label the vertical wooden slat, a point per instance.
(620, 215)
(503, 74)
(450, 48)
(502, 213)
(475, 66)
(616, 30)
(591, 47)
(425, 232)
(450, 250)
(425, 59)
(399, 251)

----

Each entry above must be retyped exactly.

label the vertical wooden slat, a point per instance.
(620, 215)
(503, 74)
(450, 48)
(502, 213)
(475, 66)
(616, 30)
(591, 47)
(425, 232)
(450, 250)
(425, 59)
(399, 251)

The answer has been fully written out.